<<<<
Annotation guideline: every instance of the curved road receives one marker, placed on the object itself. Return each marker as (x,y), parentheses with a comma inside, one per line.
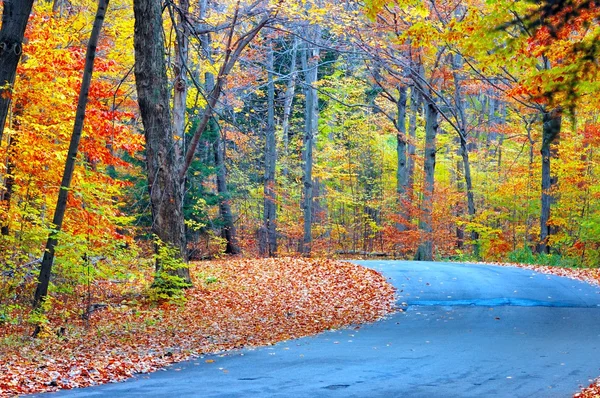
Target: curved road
(468,331)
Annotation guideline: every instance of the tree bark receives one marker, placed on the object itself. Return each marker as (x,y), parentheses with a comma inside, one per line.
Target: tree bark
(415,106)
(15,16)
(228,230)
(287,105)
(270,209)
(61,206)
(164,181)
(550,134)
(311,122)
(180,89)
(461,121)
(425,250)
(402,176)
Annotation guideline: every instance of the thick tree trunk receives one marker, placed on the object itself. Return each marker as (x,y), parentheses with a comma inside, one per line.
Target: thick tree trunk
(61,206)
(15,16)
(311,112)
(180,71)
(425,250)
(550,134)
(228,231)
(164,180)
(402,176)
(270,210)
(461,121)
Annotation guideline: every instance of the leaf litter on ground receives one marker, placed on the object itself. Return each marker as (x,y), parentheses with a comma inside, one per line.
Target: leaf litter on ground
(233,304)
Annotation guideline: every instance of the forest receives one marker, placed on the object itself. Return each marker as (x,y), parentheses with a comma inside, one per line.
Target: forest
(137,136)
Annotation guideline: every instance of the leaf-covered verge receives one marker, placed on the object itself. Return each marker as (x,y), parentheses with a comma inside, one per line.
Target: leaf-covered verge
(235,303)
(589,275)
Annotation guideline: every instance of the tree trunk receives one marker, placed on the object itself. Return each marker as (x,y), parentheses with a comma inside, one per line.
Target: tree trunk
(15,16)
(270,210)
(402,176)
(180,71)
(61,206)
(164,181)
(311,112)
(412,134)
(287,105)
(6,194)
(228,230)
(425,250)
(550,133)
(461,121)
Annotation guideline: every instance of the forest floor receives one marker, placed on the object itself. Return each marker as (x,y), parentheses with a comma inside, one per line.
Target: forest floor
(234,303)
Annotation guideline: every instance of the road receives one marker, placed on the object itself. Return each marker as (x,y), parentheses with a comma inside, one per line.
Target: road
(467,331)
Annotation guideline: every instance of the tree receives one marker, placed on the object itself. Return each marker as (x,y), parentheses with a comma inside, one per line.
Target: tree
(310,64)
(270,210)
(163,169)
(61,205)
(15,15)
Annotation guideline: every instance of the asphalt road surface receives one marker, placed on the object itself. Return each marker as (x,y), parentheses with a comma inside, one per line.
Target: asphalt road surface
(467,331)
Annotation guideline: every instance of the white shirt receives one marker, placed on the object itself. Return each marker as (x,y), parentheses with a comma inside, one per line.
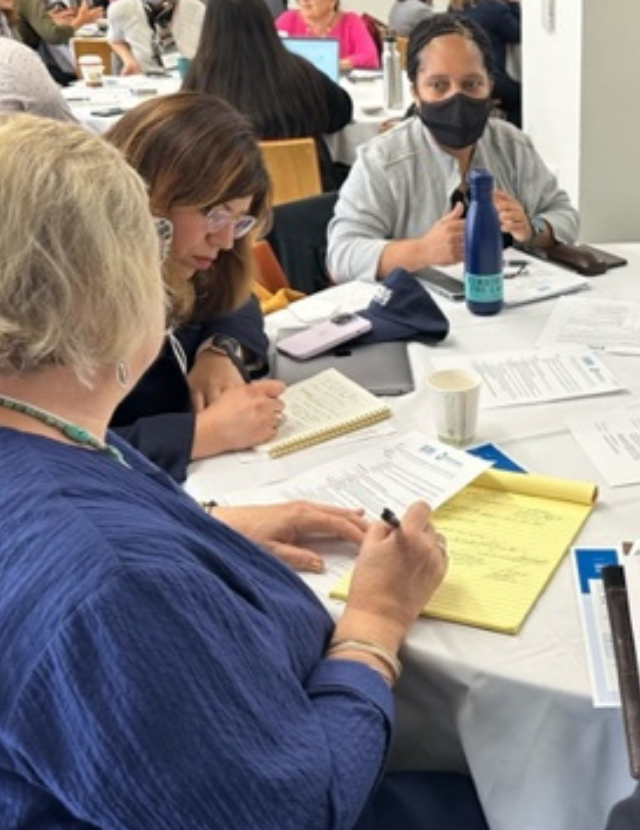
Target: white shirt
(25,84)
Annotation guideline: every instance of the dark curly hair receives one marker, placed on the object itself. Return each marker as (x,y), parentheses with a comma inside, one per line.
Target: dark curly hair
(446,24)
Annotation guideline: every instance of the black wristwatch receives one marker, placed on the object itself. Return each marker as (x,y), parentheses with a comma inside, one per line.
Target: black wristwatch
(224,345)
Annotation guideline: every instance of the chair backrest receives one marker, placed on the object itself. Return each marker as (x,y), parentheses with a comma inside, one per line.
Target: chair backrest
(91,46)
(270,273)
(293,167)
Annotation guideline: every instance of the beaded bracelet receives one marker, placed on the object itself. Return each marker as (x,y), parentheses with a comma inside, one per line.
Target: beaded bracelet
(384,655)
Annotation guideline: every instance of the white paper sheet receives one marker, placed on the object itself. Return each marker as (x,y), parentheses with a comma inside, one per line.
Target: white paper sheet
(612,326)
(611,439)
(536,376)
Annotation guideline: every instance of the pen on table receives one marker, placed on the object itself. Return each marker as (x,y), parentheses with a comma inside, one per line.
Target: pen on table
(390,517)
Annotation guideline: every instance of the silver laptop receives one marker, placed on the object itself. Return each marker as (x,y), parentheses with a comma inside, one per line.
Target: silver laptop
(382,368)
(322,52)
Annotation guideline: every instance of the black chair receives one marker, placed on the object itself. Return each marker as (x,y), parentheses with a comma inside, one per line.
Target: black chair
(298,238)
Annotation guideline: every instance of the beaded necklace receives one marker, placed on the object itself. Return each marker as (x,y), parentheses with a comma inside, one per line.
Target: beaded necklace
(77,434)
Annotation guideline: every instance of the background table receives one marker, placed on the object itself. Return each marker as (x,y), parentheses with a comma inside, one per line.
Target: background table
(514,710)
(369,114)
(125,92)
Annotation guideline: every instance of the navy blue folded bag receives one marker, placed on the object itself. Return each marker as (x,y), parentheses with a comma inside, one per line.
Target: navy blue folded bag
(403,310)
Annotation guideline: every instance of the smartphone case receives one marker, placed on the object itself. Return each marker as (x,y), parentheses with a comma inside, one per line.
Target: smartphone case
(324,336)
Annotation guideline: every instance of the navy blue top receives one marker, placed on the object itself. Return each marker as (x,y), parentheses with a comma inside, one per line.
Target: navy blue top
(159,671)
(156,416)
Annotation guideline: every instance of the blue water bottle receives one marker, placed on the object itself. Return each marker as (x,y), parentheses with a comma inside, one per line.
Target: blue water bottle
(483,277)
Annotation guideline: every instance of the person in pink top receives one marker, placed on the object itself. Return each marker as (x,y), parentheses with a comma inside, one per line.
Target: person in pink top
(323,18)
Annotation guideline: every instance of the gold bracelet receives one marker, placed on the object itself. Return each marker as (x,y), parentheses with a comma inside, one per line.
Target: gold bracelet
(367,647)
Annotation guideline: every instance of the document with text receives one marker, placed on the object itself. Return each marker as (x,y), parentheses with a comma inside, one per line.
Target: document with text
(611,439)
(536,375)
(396,473)
(611,326)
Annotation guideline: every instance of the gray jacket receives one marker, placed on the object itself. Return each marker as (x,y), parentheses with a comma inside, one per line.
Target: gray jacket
(402,182)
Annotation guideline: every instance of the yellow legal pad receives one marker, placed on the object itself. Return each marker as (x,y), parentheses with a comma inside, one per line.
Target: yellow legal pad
(506,533)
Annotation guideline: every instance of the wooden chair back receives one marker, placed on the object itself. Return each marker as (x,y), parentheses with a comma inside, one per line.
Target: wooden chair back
(293,167)
(92,46)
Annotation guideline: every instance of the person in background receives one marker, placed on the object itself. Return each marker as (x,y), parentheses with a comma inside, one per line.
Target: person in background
(404,201)
(157,668)
(25,84)
(405,14)
(282,94)
(276,7)
(8,21)
(501,21)
(323,18)
(147,35)
(49,33)
(205,174)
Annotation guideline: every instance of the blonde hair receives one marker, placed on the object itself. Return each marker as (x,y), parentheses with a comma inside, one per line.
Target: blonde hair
(195,150)
(80,263)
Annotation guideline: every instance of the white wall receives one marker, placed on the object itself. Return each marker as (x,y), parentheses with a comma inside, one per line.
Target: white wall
(581,94)
(581,107)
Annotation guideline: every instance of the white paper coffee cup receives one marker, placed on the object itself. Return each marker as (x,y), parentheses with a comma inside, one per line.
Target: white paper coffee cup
(455,395)
(92,69)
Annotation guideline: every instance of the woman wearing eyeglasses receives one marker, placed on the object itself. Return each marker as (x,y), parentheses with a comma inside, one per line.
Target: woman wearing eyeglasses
(205,175)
>>>>
▶ **Problem details**
Return the listing above word for word, with the pictures removed.

▶ **Complete answer**
Annotation guideline: every instance of the curved road receives one marker, placed on the object itself. Return each marker as (x,y), parentheses with a comma inside, one per line.
Target: curved road
(468,331)
Annotation guideline: every instance of the tree bark receives one marker, placed on the object itself. Return each marker as (x,y), parentheses with a comma inside, one per line.
Target: tree bark
(415,106)
(15,16)
(228,230)
(287,105)
(270,209)
(61,206)
(164,181)
(550,134)
(311,122)
(180,89)
(461,121)
(425,250)
(402,176)
Annotation guideline: every instance of the thick tree trunk receives one marker, placed on the object itself. Return each marker as (x,y), parentheses with a comma inside, one per line.
Target: thick tree trunk
(61,206)
(15,16)
(311,112)
(180,71)
(425,250)
(550,134)
(228,231)
(164,180)
(402,176)
(270,210)
(461,121)
Annotation guideline: every instance of the leaf litter on ground receives one marker, placed on the object itself. Return each marker as (x,y), parentheses with a comma inside, one per line.
Target: leaf litter on ground
(233,304)
Annotation guideline: every instance of the forest receives one marker, placed on the object itself. Return each marker as (x,y), parentheses with a comma inside, one per line.
Target: forest
(137,136)
Annotation guideline: every instance of the leaf-covered verge receives one marker, placed on the object itself. Return each marker as (x,y), parentheses with a comma inside, one per line.
Target: leaf-covered verge
(235,303)
(589,275)
Annotation guideline: every instance of the tree trunk receives one marker, placed on the object itself. Return each marker as (x,y), parentheses with a comma inside, one per line.
Target: tree trunk
(15,16)
(270,210)
(402,176)
(180,71)
(61,206)
(164,181)
(311,112)
(412,134)
(287,105)
(6,194)
(228,230)
(425,250)
(550,133)
(461,121)
Annotation guideline: every instance of the forest floor receives one marker, placed on the object itself. Return each marker as (x,y), parentheses with a comma inside, one per line.
Target: forest floor
(234,303)
Annotation guideline: every instance of the road receives one marker, placed on the object itself. Return each marker as (x,y), parentheses with a comma inside, one per line.
Target: road
(467,331)
Annotation guideline: every instance of the tree receives one marker, placed on the object itself. Return each marker as (x,y), parentheses with a comma inside, one per line.
Target: tree
(310,64)
(270,210)
(163,169)
(61,205)
(15,15)
Annotation guideline: every instance of the asphalt road surface receives one marker, placed on the object itself. Return each marker as (x,y), parentheses with a comma inside, one per line.
Target: asphalt road surface
(467,331)
Annotation guideline: every instance of the white shirt receives one marker, placed on the object itself. Return each marker as (x,y), parentheses with a comma inside, one per line.
Target: white shirt
(25,84)
Annotation guideline: every instance of the dark curly hair receives one marker, placed on the object itself. Return each marker as (x,y), parentheses with a comma inside, one per line.
Target: dark curly hair
(446,24)
Annotation guideline: every instance of the black wristwatch receives one marker, placed on the object itself. Return each marker as (x,y), parentheses with a comma inside, one per line.
Target: black wristwatch
(224,345)
Annotation guideline: every instance of the chair backrest receives one marker, placed on the object itself. Return each marker as (x,y), parentheses with a comma inside, one per line.
Target: chair backrest
(91,46)
(270,273)
(293,167)
Annotation guideline: every instance of the beaded bracelet receives one marker, placed on the object itself. Return each marker as (x,y), parentheses with a comma inside, one per line.
Target: beaded bracelet
(384,655)
Annotation guideline: every instance of the white paper sheet receives one marker, placed on the object itself. Return each marker as (x,y), parentheses with a comma inside, one per line.
Target: white paper sheet
(612,326)
(611,439)
(536,376)
Annotation guideline: every instance of the pen on table receives one marker, placed on the object itself. Return each marker as (x,y), parentheses with a comma inside, one per line.
Target: pen on table
(390,517)
Annotation guideline: every instance of the silver laptop receives one marker, placed on the object itself. Return each marker as (x,y), parentheses with a comma inside, one per line.
Target: silver laptop
(382,368)
(322,52)
Annotation guideline: every instance of the black chair receives one marker, placed on the object itself. Return each marker as (x,y), parentheses with a comma inside, one per line.
Target: black chair
(298,238)
Annotation guideline: every instance of the beaded necklace receives one marker, placed on the object itself. Return each marker as (x,y), parentheses with a comma inside, one per line.
Target: beaded necklace
(77,434)
Annotation guideline: every instance of the background table receives one marker, placed on the object itself. Return each marker as (x,y), parentheses with a comma inside, one per line.
Target: background table
(514,710)
(369,114)
(125,92)
Annotation guideline: every instance of the navy blue folded bag receives one marker, placed on the object itself. Return each marker as (x,y), parentheses with a comma inside, one per line.
Target: navy blue folded bag
(403,310)
Annotation guideline: every instance of the smartphone case receives one marker, placed on the object itself. Return each marker as (x,y), parentheses with a comma inside, one per line.
Target: smartphone case
(324,336)
Annotation guideline: every instance of the navy blue top receives one marker, placed on the object itself. Return each marker as (x,y), parentheses with a comma inside, one per line.
Target: navy blue top
(159,671)
(156,416)
Annotation guideline: every instance of the blue water bottle receives one marker, placed on the object itself. Return each marker as (x,y), parentheses with a comma inside, one per line.
Target: blue water bottle
(483,277)
Annotation guideline: every instance of the person in pink top receives one marker, placed on the object itself. Return each marker as (x,y), parentheses with a comma inside, one per line.
Target: person in pink top
(323,18)
Annotation guideline: every instance of the gold bracelet receives one marker, placed on the object itself. Return each marker as (x,y), parentheses with a comma inside, one per line.
Target: gold bracelet
(367,647)
Annotation guideline: every instance of the document with text receives one marker, placed on the object itself. Return each marker as (x,y), parentheses with a comma inside, one per line.
Target: document with text
(611,439)
(536,375)
(396,473)
(611,326)
Annotation guideline: every instance of the gray jacket receives one marker, placed on the object itself. Return each marker as (x,y), parentheses with a comma inside, one per line.
Target: gray jacket
(402,182)
Annotation guideline: every instance of the yellow legal pad receives one marker, placed on the object itself. Return each marker as (x,y), parentheses with a comma inside, one per line.
Target: yellow legal pad
(506,533)
Annotation guideline: every instance of the wooden chair back receives one marker, placed on the object itself. Return each marker as (x,y), parentheses with a comma inside, one per line.
Target: wooden chair back
(293,167)
(92,46)
Annotation guideline: every instance of the person in background receives one marker, placed on the object itself. Return each marker as (x,y), parentheses with a comma inside, one per line.
Target: person in background
(404,201)
(157,668)
(25,84)
(405,14)
(282,94)
(276,7)
(8,21)
(501,21)
(323,18)
(147,35)
(49,33)
(205,174)
Annotation guideline: every instance of the blonde hair receives one marker, placed on the object itself. Return each marker as (x,y), parentheses with a comma inside, one per line.
Target: blonde hair
(195,150)
(80,263)
Annotation guideline: every instance of the white wall receives one marker, placed on the object itself. Return each marker as (x,y), parentheses with a comma inside, one per line.
Target: white wall
(581,94)
(581,107)
Annotation guideline: every instance of the white paper coffee cup receives one marker, placed on the object itself. Return each marker as (x,y), parentheses with a comma inside, one per line.
Target: white paper coffee cup
(455,395)
(92,69)
Annotation guideline: every instance of the woman wearing eyeglasses receives one marker, placed on the object itself. Return each marker as (x,y), parentheses with a comma inside, one per line.
Target: woman wearing eyeglasses
(205,175)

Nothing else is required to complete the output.